LESETEXT:
--------------------------------------------------

Seit diesem Dienstag ist außerdem klar: Auch der Bund mischt in Lubmin mit - er will 2023 in eigener Regie ein LNG-Terminal aufbauen. Zu diesem Zeitpunkt will der private Investor, die Deutsche ReGas, schon längst arbeiten. Bereits am 1. Dezember - in etwas mehr als vier Monaten - sollen seine LNG-Stationen in Betrieb sein. ReGas setzt auf ein Bündnis mit dem französischen Energieriesen TotalEnergies, von dem alle Schiffe gechartert werden.
Ehrgeiziger Zeitplan
Der Zeitplan gilt als ehrgeizig. Ein riesiger Flüssiggas-Tanker soll zwischen Rügen und Usedom festmachen, kleinere Schiffe sollen ihn mit Flüssiggas versorgen. Von dort aus transportieren sogenannte Shuttle-Schiffe das Gas durch den flachen Greifswalder Bodden nach Lubmin. Dort soll aus dem kalten Flüssiggas normales Erdgas werden und dann in die Leitungen eingespeist werden.
Die rot-rote Landesregierung setzt auf das Doppel-Projekt und sieht keine Probleme in einer Konkurrenz zwischen staatlichem und privatem Projekt. Dabei bleibt es, teilte Staatskanzlei-Chef Patrick Dahlemann (SPD) mit. Auch das Bundeswirtschaftsministerium erklärte, zwei Stationen in Lubmin seien möglich. Dass die Genehmigungen "nicht einfach sind, ist klar. Wir müssen ein Tempo vorlegen, dass es so in Deutschland noch nicht gab." Jetzt komme es auf die Umsetzung vor Ort an, hieß es aus Berlin. ReGas-Geschäftsführer Ingo Wagner erklärte am vergangenen Mittwoch, es entstehe in kurzer Zeit ein Infrastruktur-Projekt, "welches normalerweise viele Jahre in Anspruch nimmt".
Kritik von der Deutschen Umwelthilfe
Die Deutsche Umwelthilfe hat nicht nur Zweifel an dem Tempo, sie formuliert auch grundsätzliche Bedenken gegen das private Projekt. Flüssiggas-Transporte durch die vergleichsweise enge Ostsee seien ein Sicherheitsrisiko, sagte DUH-Geschäftsführer Sascha Müller-Kraenner. Tiefwasser-Häfen an der Nordsee seien besser geeignet. Der private Investor komme aus dem Nichts, jedenfalls nicht aus der Energiebranche. Vielleicht seien ja "findige Köpfe unterwegs", angesichts der vorgelegten "dünnen" Informationen habe er da Zweifel, so Müller-Kraenner.

--------------------------------------------------

AUFGABE 1:
Erläutere in ein bis drei Sätzen, womit die Deutsche Umwelthilfe laut dem Lesetext zum LNG-Projekt in Lubmin ihre Sicherheitsbedenken gegen das private Vorhaben begründet.
AUFGABE 2:
Liste sämtliche im Lesetext zum LNG-Projekt in Lubmin namentlich genannten Personen mit der jeweils angegebenen Funktion auf.

[Gespeicherte Datensätze]
--------------------------------------------------

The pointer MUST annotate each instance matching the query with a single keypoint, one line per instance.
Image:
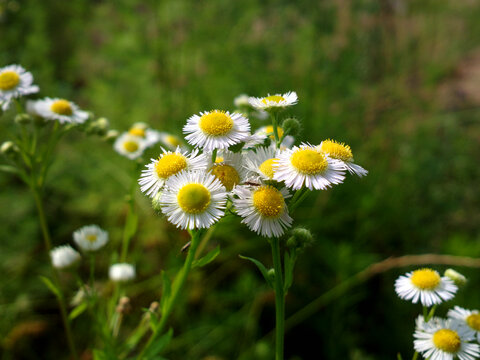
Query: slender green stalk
(279, 299)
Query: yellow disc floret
(62, 107)
(425, 279)
(216, 123)
(473, 320)
(337, 150)
(309, 161)
(170, 164)
(9, 80)
(269, 202)
(447, 340)
(130, 146)
(227, 175)
(267, 167)
(193, 198)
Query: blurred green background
(398, 80)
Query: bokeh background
(398, 80)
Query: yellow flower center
(8, 80)
(170, 164)
(227, 175)
(267, 167)
(130, 146)
(62, 107)
(273, 98)
(269, 202)
(309, 161)
(337, 150)
(216, 123)
(137, 132)
(473, 321)
(425, 279)
(193, 198)
(447, 340)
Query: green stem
(176, 289)
(279, 299)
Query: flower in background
(440, 339)
(130, 146)
(342, 152)
(306, 166)
(169, 163)
(216, 130)
(425, 285)
(121, 272)
(64, 257)
(193, 200)
(90, 238)
(60, 109)
(15, 82)
(263, 209)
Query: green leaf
(207, 259)
(260, 267)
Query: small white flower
(169, 163)
(470, 318)
(440, 339)
(60, 109)
(342, 152)
(121, 272)
(64, 257)
(193, 200)
(90, 238)
(216, 130)
(276, 101)
(15, 82)
(306, 166)
(130, 146)
(263, 209)
(425, 285)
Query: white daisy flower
(342, 152)
(228, 168)
(121, 272)
(470, 318)
(130, 146)
(193, 200)
(307, 166)
(263, 209)
(60, 109)
(425, 285)
(277, 101)
(64, 257)
(441, 339)
(15, 82)
(90, 238)
(169, 163)
(216, 130)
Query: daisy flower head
(64, 257)
(193, 200)
(169, 163)
(130, 146)
(440, 339)
(470, 318)
(274, 102)
(121, 272)
(216, 130)
(90, 238)
(342, 152)
(263, 209)
(15, 82)
(425, 285)
(62, 110)
(307, 166)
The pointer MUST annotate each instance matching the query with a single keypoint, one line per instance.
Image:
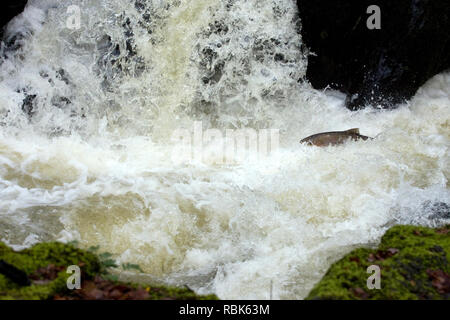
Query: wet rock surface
(10, 9)
(375, 66)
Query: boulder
(10, 9)
(382, 66)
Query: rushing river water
(87, 120)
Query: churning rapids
(87, 117)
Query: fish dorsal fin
(354, 131)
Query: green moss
(161, 293)
(407, 257)
(60, 256)
(40, 256)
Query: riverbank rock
(414, 264)
(45, 267)
(381, 67)
(10, 9)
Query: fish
(333, 138)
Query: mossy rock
(414, 264)
(46, 264)
(41, 256)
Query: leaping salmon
(333, 138)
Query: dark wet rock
(10, 9)
(379, 67)
(440, 210)
(28, 104)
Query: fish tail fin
(354, 131)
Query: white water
(100, 169)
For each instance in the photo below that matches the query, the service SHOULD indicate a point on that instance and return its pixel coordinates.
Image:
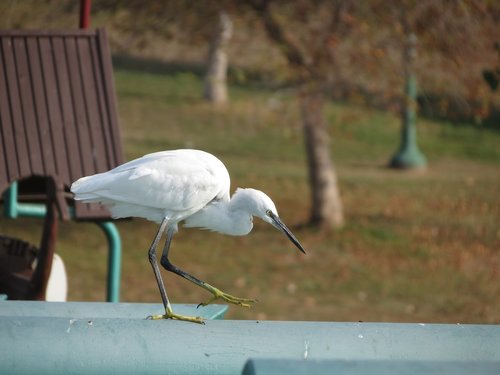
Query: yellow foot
(172, 315)
(218, 294)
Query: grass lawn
(416, 247)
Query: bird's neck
(224, 217)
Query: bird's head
(260, 205)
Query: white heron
(168, 187)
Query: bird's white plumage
(172, 184)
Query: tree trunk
(326, 208)
(215, 86)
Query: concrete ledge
(92, 339)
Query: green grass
(416, 247)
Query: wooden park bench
(58, 122)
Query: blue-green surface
(13, 209)
(90, 338)
(383, 367)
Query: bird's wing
(167, 180)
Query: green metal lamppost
(409, 156)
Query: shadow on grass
(237, 76)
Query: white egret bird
(180, 185)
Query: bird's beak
(278, 224)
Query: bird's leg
(169, 314)
(217, 293)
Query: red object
(85, 14)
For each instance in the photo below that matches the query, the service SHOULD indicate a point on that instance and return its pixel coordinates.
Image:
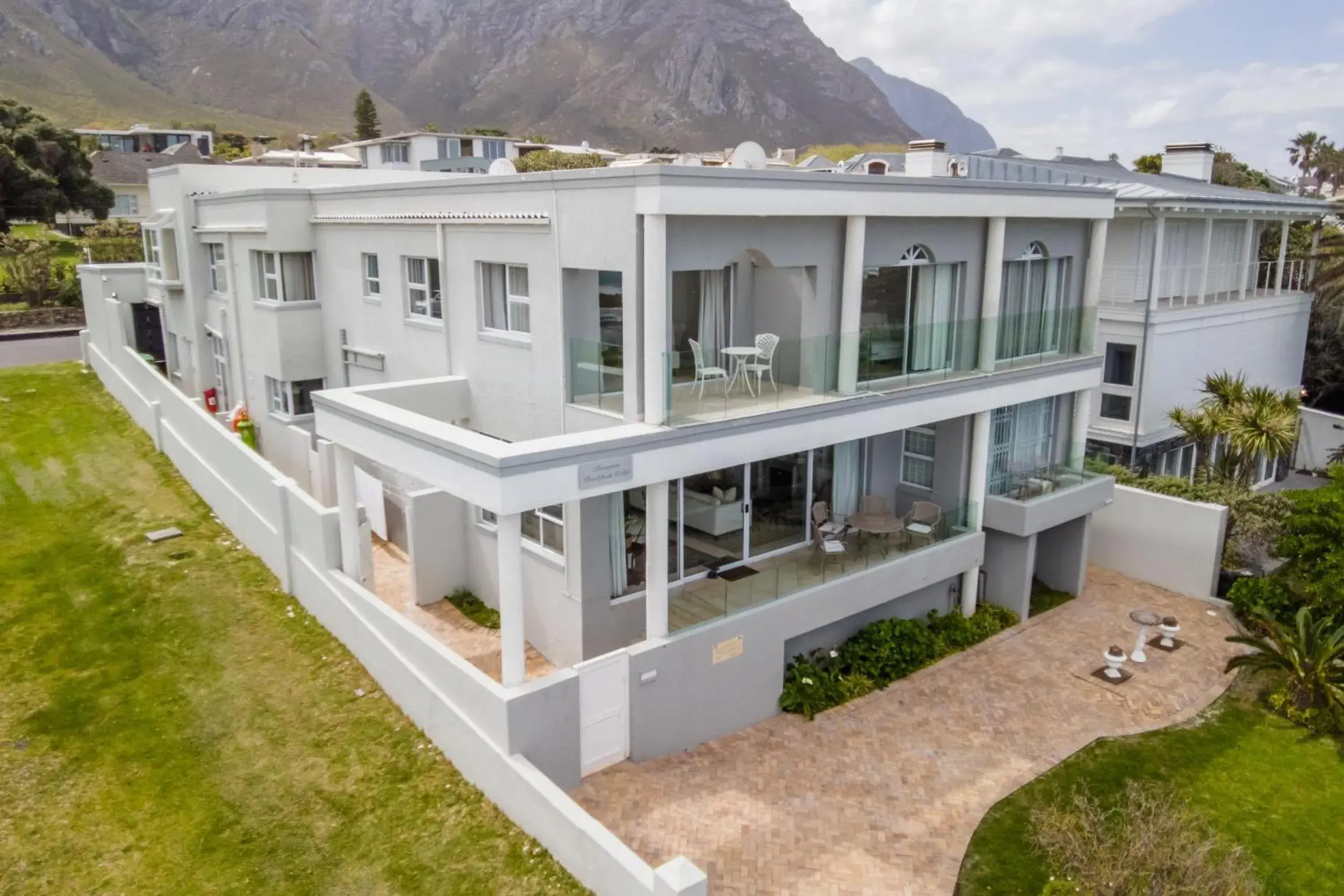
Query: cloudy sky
(1113, 76)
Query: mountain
(928, 111)
(633, 73)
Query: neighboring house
(146, 139)
(431, 151)
(722, 415)
(1183, 295)
(128, 176)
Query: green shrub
(880, 653)
(474, 609)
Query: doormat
(738, 572)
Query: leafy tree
(1253, 421)
(1311, 652)
(366, 117)
(1303, 152)
(1149, 164)
(557, 160)
(44, 170)
(1230, 173)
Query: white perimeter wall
(1167, 542)
(511, 743)
(1321, 433)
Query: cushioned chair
(706, 374)
(764, 363)
(923, 521)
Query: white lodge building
(1184, 293)
(706, 418)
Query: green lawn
(171, 723)
(1259, 779)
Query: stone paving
(882, 795)
(476, 644)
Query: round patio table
(877, 524)
(740, 355)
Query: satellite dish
(748, 155)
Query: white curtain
(617, 540)
(845, 480)
(931, 332)
(713, 318)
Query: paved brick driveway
(883, 794)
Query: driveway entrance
(882, 795)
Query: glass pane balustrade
(813, 564)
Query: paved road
(39, 351)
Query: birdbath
(1114, 658)
(1146, 620)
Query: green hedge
(882, 652)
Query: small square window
(1120, 364)
(1114, 407)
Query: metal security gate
(604, 711)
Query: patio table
(877, 524)
(740, 355)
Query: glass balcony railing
(597, 375)
(810, 566)
(1038, 481)
(740, 381)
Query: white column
(656, 561)
(991, 293)
(851, 304)
(1316, 248)
(976, 501)
(509, 544)
(1155, 280)
(1283, 256)
(1082, 418)
(655, 319)
(1209, 252)
(1248, 246)
(347, 513)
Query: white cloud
(1082, 76)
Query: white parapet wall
(1321, 433)
(1167, 542)
(502, 739)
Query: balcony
(742, 381)
(778, 577)
(1189, 285)
(1030, 501)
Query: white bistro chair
(764, 362)
(706, 374)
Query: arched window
(917, 256)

--------------------------------------------------

MUSTERLÖSUNG 1:
Flüssiggas-Transporte durch die vergleichsweise enge Ostsee stellen nach Aussage von DUH-Geschäftsführer Sascha Müller-Kraenner ein Sicherheitsrisiko dar. Tiefwasser-Häfen an der Nordsee hält er deshalb für besser geeignet.

MUSTERLÖSUNG 2:
- Patrick Dahlemann (SPD), Chef der Staatskanzlei
- Ingo Wagner, Geschäftsführer von ReGas
- Sascha Müller-Kraenner, Geschäftsführer der Deutschen Umwelthilfe (DUH)